• Ваши указания:
Продолжите исходный текст о «русском принце» в чешском восстании 1775 года, начав сразу после его последнего предложения.

• Исходный текст:
Петр III - Александр Мыльников
Шрифт:
Интервал:
Закладка:
Так думал и Кернер. Понятно, что ему, добросовестному хронисту, было сложно в таких условиях обосновать свою догадку. «Разве что для этого он по многим причинам имел какие-то основания», — замечал о поведении «смелого парня» автор «Хроники». Теперь, после исследований чешских историков, выяснена ничтожная доля участия Хвойки в событиях 1775 года. В соответствии с этим смущавшие Й. Кернера опасения полностью отпадают: «смелый парень» вовсе и не собирался передавать Яну Хвойке «предводительский жезл». Более того, очищенная новейшими исследованиями от сомнений, терзавших кратоножского священника, его догадка обрела новую жизнь: «смелый парень» Яна Хвойки и «изгнанный русский принц» градецкого письма — это действительно, скорее всего, один и тот же персонаж. И все же «русский принц» — реальность или вымысел? «Нельзя исключать, — полагал Я. Вавра, — что в возбужденной обстановке тех мятежных дней кто-то из повстанцев объявил себя «изгнанным русским принцем», что он встал как самозванец во главе целого отряда. Вместе с тем вероятнее всего, что взвинченная фантазия обездоленного и отчаявшегося народа, который поднялся на восстание, создала в качестве предводителя одного из отрядов образ «русского принца», который добровольно явился, чтобы пожертвовать собой в борьбе за свободу чешского народа, как и его отец пожертвовал собой в борьбе за свободу народа русского» [237, с. 154].

• Предоставленный материал:
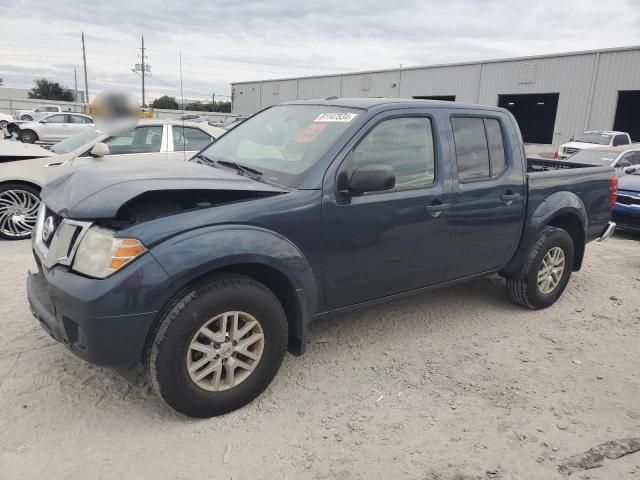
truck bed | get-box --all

• Ответ:
Вывод интересный, во многом справедливый, но не бесспорный и оставляющий без ответа или недостаточно обосновывающий ряд существенных вопросов. Так, автор исходит из предположения, что самозваный «русский принц» был либо реальным лицом, либо, скорее всего, порождением народной фантазии. Но при этом он отрицает наличие в чешской народной среде славянского сознания (не поясняя, какой смысл он вкладывает в этот термин). Но почему в таком случае народная фантазия назвала «изгнанного принца» русским, а скажем, не французом, голландцем, немцем или представителем еще какой-либо национальности? И чьим, собственно, «сыном» могли его воспринимать?
Думается, что дихотомия — «либо реальное лицо, либо фантазия» — едва ли вообще применима при анализе такого круга материалов. Ведь история самозванства свидетельствует, что за самыми неожиданными, порой фантастическими версиями, порожденными народным мировоззрением, всегда в конечном счете стоят в преобразованном виде какие-то исторические реалии и действительно существовавшие лица — либо как индивидуальности, либо как обобщенные персонажи. И за информацией о появлении «русского принца» мог скрываться конкретный или собирательный образ повстанческого вожака, апеллировавшего не только к социальным, но и к национальным настроениям крестьян, во главе которых он встал.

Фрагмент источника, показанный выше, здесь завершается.